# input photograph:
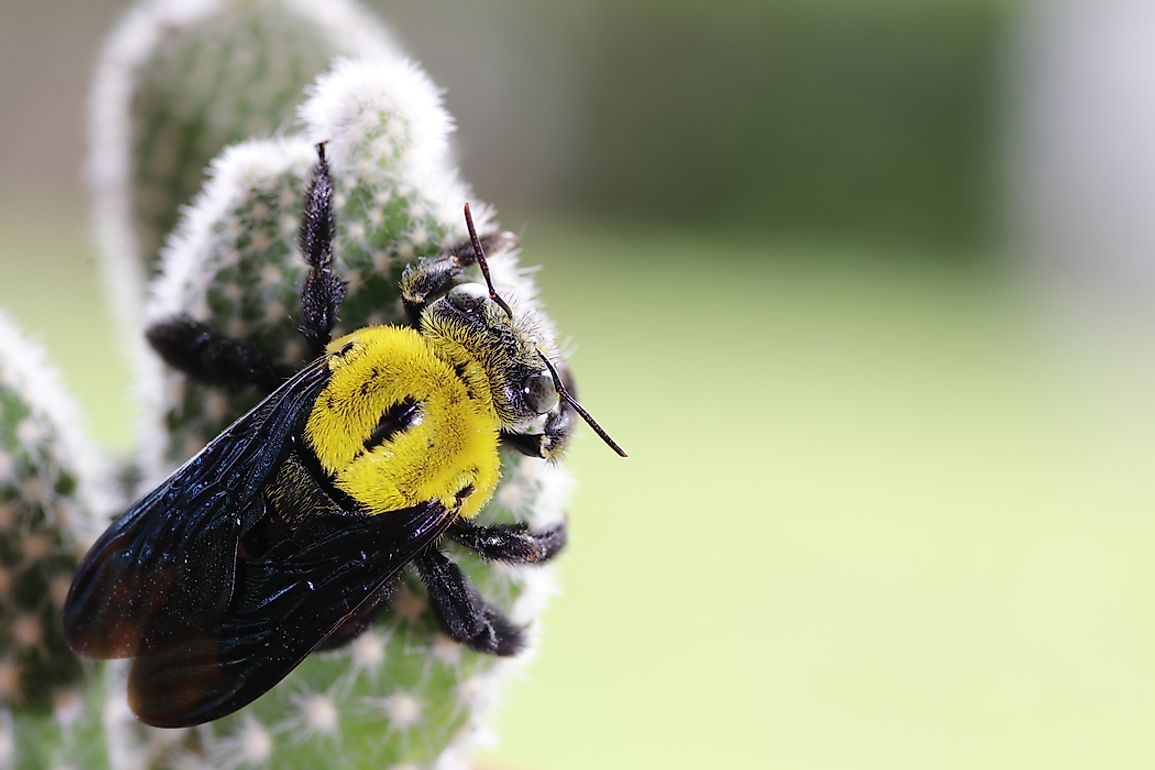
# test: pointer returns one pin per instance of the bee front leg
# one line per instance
(432, 277)
(514, 544)
(463, 614)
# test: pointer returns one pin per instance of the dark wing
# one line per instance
(285, 604)
(170, 560)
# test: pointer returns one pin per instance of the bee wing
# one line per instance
(170, 560)
(284, 606)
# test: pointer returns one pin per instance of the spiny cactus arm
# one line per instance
(180, 80)
(54, 493)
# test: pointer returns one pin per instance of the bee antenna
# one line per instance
(581, 410)
(483, 264)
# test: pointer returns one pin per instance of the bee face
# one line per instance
(506, 348)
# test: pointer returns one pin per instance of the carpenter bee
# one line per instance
(287, 532)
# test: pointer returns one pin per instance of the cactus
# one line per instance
(401, 694)
(52, 495)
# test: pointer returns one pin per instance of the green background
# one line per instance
(885, 507)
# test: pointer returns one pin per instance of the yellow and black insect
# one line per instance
(289, 530)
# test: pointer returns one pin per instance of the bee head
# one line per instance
(479, 334)
(483, 336)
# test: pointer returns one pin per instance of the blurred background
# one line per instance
(866, 290)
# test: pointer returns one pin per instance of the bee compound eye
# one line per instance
(539, 393)
(468, 297)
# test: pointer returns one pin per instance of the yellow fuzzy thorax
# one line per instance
(451, 448)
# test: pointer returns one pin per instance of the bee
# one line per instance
(288, 532)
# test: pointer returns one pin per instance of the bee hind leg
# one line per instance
(210, 357)
(463, 614)
(322, 291)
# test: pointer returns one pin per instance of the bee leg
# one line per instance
(463, 614)
(211, 357)
(322, 291)
(559, 425)
(515, 544)
(432, 277)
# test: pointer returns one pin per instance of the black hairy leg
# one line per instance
(322, 291)
(463, 614)
(211, 357)
(515, 544)
(432, 277)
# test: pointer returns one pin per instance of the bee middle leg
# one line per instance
(463, 614)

════════════════

■ **Aim**
Switch "middle" to "hind" in the stretch from the line containing "bee middle leg" through the end of the items. Give back only those lines, with everything else unchanged.

■ **Exercise solution**
# test: pointer returns one pin per instance of the bee hind leg
# one line per instance
(463, 614)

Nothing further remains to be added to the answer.